_The task:_
Resume the summary of the oracle-checker scheme for evaluating a generative large language model, picking up right after its final sentence.

_Source document:_

Oracle-Checker Scheme for Evaluating a Generative Large Language Model
Yueling Jenny Zeng, Li-C. Wang, Thomas Ibbetson
TL;DR
This work introduces an oracle-checker scheme that treats a generative LLM as an oracle whose outputs are validated by domain-specific checkers. It combines three strategies—property-based validation, proof-based validation, and trust-oriented validation—across two tasks: entity extraction and paraphrase decision. The entity-extraction checker relies on a linearity test that treats extraction as a homomorphism between structured entity groups, while the paraphrase checker uses alignment-based proofs to verify semantic equivalence via rho- and phi-alignments. Experiments on DOCRED, RISC-V, and MSRP with GPT-3.5 as the oracle demonstrate that the approach can selectively accept trustworthy yes-answers and reject dubious no-answers, revealing insights into the trust and definitional challenges inherent in LLM outputs. This framework offers a principled, if not yet optimal, path to articulating subjective task definitions and assessing LLM trustworthiness in real-world, domain-specific settings.

_Recorded information:_
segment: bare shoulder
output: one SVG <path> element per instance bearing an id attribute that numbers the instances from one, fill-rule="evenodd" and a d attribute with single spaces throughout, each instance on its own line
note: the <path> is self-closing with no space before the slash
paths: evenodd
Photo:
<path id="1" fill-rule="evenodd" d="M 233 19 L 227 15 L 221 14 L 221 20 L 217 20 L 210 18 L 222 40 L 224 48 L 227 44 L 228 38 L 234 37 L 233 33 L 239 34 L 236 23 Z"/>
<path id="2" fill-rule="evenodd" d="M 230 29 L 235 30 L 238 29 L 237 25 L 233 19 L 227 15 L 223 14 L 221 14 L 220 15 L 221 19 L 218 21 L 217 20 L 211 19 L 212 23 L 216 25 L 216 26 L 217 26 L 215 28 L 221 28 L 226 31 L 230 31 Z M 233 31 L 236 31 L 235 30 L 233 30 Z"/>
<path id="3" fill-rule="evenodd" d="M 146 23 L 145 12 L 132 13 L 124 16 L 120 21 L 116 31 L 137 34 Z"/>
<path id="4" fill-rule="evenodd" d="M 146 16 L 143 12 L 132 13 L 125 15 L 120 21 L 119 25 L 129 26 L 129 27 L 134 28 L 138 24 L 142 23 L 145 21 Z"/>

_Answer area:_
Abstract
This work presents a novel approach called oracle-checker scheme for evaluating the answer given by a generative large language model (LLM). Two types of checkers are presented. The first type of checker follows the idea of property testing. The second type of checker follows the idea of program checking. Their applications are demonstrated in two separate contexts, entity extraction and paraphrase decision, respectively.